* Source passage *
START

1

In deep learning, I saw many papers apply the pre-processing step as normalization step. It normalizes the input as zero mean and unit variance before feeding to the convolutional network (has BatchNorm). Why not use original intensity? What is the benefit of the normalization step? If I used histogram matching among images, should I still use the normalization step? Thanks

Jame
  • 3,746
  • 6
  • 52
  • 101

2 Answers2

2

Normalization is important to bring features onto the same scale for the network to behave much better. Let's assume there are two features where one is measured on a scale of 1 to 10 and the second on a scale from 1 to 10,000. In terms of squared error function the network will be busy optimizing the weights according to the larger error on the second feature.

Therefore it is better to normalize.

END

Translate this sentence from the thread on input normalization into Spanish: "Normalization is important to bring features onto the same scale for the network to behave much better." The entries that come next are separate material, apart from the thread on input normalization.

* Stored rows *
START

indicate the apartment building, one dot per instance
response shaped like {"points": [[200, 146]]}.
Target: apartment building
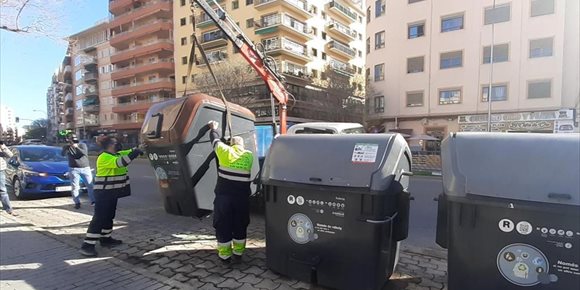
{"points": [[428, 65], [91, 94], [303, 37], [141, 35]]}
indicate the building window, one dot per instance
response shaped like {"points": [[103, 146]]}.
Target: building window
{"points": [[542, 7], [501, 13], [540, 89], [451, 59], [498, 92], [416, 30], [380, 104], [415, 64], [451, 23], [250, 23], [541, 47], [449, 96], [379, 8], [368, 45], [415, 99], [379, 72], [500, 53], [379, 40]]}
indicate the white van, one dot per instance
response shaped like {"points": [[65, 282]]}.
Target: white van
{"points": [[326, 128]]}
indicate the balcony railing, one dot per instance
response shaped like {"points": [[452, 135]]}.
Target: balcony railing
{"points": [[277, 19], [343, 9], [341, 67], [212, 36], [285, 44], [135, 47], [342, 29], [135, 10], [300, 4], [333, 44]]}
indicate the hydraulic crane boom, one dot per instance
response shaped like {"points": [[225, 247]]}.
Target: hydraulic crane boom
{"points": [[255, 57]]}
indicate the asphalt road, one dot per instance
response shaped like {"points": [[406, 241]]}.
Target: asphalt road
{"points": [[423, 218]]}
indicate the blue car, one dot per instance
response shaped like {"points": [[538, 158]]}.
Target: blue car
{"points": [[38, 170]]}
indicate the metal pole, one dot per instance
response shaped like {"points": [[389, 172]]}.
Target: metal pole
{"points": [[489, 88]]}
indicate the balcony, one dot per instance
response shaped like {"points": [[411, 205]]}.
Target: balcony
{"points": [[341, 49], [147, 48], [91, 77], [341, 30], [213, 57], [142, 87], [281, 45], [341, 67], [300, 7], [138, 106], [165, 65], [129, 124], [343, 11], [273, 23], [141, 30], [214, 38], [164, 7]]}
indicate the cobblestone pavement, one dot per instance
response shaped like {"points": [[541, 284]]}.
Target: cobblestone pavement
{"points": [[179, 251]]}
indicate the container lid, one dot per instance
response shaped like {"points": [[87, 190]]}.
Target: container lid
{"points": [[358, 160], [528, 167]]}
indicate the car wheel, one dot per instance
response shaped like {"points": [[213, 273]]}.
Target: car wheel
{"points": [[17, 188]]}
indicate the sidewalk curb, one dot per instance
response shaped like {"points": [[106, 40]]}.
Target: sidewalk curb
{"points": [[113, 260]]}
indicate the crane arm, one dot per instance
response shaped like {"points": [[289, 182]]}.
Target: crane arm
{"points": [[256, 58]]}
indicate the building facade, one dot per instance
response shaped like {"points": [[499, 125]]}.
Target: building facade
{"points": [[87, 47], [428, 65], [141, 35], [304, 38]]}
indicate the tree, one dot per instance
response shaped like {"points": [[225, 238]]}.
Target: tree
{"points": [[37, 130], [235, 78], [30, 16]]}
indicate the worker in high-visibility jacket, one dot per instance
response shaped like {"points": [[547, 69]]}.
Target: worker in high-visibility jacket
{"points": [[231, 205], [111, 183]]}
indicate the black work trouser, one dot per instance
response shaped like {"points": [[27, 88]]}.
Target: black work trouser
{"points": [[101, 225], [231, 217]]}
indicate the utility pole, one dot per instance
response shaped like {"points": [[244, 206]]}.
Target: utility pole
{"points": [[490, 87]]}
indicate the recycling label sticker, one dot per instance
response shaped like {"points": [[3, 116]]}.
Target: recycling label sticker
{"points": [[365, 153]]}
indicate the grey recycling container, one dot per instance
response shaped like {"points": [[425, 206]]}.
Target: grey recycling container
{"points": [[336, 207], [178, 148], [510, 212]]}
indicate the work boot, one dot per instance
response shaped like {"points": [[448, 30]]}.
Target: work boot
{"points": [[88, 250], [110, 242]]}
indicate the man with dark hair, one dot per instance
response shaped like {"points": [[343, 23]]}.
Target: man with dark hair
{"points": [[4, 153], [111, 183], [78, 162]]}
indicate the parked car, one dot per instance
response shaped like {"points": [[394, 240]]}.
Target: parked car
{"points": [[38, 170], [327, 128]]}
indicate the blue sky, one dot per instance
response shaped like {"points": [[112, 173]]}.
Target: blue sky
{"points": [[28, 62]]}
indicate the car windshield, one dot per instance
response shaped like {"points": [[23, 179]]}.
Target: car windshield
{"points": [[41, 154]]}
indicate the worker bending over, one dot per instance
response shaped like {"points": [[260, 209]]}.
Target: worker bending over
{"points": [[231, 205]]}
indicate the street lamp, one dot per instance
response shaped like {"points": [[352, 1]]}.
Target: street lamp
{"points": [[490, 86]]}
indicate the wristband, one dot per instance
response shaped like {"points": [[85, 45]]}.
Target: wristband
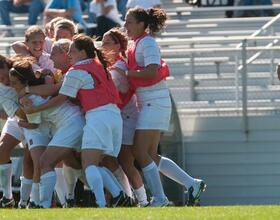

END

* Reply to the exercise *
La normalización es importante para llevar las características a la misma escala, de modo que la red se comporte mucho mejor.